EXERCISE OBJECTIVE:
Rewrite the records below, substituting "place" for every occurrence of "drop" and leaving everything else unchanged.

[Begin RECORDS SHOWN]

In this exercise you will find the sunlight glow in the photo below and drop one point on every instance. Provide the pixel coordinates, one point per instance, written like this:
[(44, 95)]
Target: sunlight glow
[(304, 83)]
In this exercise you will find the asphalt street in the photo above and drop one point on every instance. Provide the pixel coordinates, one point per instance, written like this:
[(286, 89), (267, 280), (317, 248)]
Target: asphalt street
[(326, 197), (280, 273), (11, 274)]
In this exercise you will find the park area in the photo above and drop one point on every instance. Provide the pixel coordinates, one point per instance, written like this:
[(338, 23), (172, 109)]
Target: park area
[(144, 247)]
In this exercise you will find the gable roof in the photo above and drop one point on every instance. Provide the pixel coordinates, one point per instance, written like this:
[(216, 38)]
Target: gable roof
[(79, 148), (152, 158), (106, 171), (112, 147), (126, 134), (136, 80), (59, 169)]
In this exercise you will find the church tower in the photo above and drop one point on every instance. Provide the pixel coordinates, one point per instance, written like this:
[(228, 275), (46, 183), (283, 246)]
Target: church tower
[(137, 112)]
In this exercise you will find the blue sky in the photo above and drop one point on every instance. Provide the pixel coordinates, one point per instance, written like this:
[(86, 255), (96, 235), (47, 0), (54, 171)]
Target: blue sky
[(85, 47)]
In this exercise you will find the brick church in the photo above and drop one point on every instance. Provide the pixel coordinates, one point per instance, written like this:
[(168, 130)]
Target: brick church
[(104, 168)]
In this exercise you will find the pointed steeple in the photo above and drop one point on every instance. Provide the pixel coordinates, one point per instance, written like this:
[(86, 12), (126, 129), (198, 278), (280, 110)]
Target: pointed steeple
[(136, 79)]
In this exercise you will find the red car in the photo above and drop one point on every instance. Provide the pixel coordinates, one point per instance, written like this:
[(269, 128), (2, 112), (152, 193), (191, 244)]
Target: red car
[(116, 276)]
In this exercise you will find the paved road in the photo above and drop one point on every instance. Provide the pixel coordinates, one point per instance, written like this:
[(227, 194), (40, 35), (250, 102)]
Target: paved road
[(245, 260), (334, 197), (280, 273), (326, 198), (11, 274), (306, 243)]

[End RECORDS SHOWN]

EXERCISE RESULT:
In this exercise you will find the sunlight glow in the photo below and place one point on every instance. Provide the pixel coordinates, one point per instance, written like this:
[(44, 95)]
Target: sunlight glow
[(304, 83)]
In this exercise you will find the asphalt street in the photo above and place one point on every instance. Provide the pixel coordinates, one point per instance, written like this:
[(286, 89), (267, 280), (317, 248)]
Target: asphalt street
[(326, 197), (280, 273), (11, 274)]
In this exercise you will find the park area in the photo above and place one point on every instance. Provide the pixel coordinates, one point per instance, written like this:
[(338, 23), (172, 109)]
Target: park area
[(144, 247)]
In this exercise you will find the gable roof in the photo above and place one point on every instance. Provide the pixel coordinates, one point per instance, written like this:
[(216, 38)]
Target: gable roof
[(79, 148), (152, 158), (106, 171), (112, 147), (126, 134), (136, 80), (59, 169)]
In this exercise you will find the church tower in the photo above and place one point on every instance. Provide the pixel coordinates, one point per instance, written like this:
[(228, 275), (46, 183), (283, 246)]
Target: church tower
[(137, 112)]
In this exercise you will find the blue sky in the photo above and place one point on every instance. Provide the pixel coordinates, one point per instance, written like this:
[(86, 255), (96, 235), (47, 0), (54, 171)]
Target: blue sky
[(85, 47)]
In this exercise you will find the brick church in the photo above and place one point on every instance. Provide the pixel coordinates, one point per instance, written like this:
[(168, 130)]
Target: brick church
[(104, 168)]
In this exercise you will find the pointed steeple in the photo above and place one point on every instance. Provide the pixel coordinates, one point per instance, written like this:
[(86, 12), (126, 129), (198, 278), (280, 110)]
Target: pointed steeple
[(136, 79)]
In this exercise you will find the red car in the photo above and place one point on every instance. Provide the pixel coordinates, one point per instance, written like this:
[(269, 128), (2, 112), (152, 193), (191, 244)]
Target: red car
[(116, 276)]
In this exercise you will find the paved road in the photo above and place one point on every instance. Provide the pixel coordinates, one point per instance, written like this:
[(227, 194), (40, 35), (250, 102)]
Target: paved road
[(245, 260), (334, 197), (280, 273), (326, 198), (11, 274), (306, 243)]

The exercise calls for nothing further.